▸ **Written instruction**
Arrange each line of the listing below as a row in a Markdown table with two columns, "Row" for the row number and "Line" for the text of that line. Leave out any blank lines.

▸ **Data in this exercise**
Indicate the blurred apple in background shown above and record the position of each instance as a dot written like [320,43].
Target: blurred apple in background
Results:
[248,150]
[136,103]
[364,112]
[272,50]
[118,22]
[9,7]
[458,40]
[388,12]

▸ **Result for this task**
| Row | Line |
|---|---|
| 1 | Indicate the blurred apple in background shown above and record the position of each instance as a dot written like [320,43]. |
| 2 | Target: blurred apple in background |
| 3 | Results: |
| 4 | [248,150] |
| 5 | [136,103] |
| 6 | [364,112] |
| 7 | [272,50] |
| 8 | [118,22] |
| 9 | [9,7] |
| 10 | [458,40] |
| 11 | [388,12] |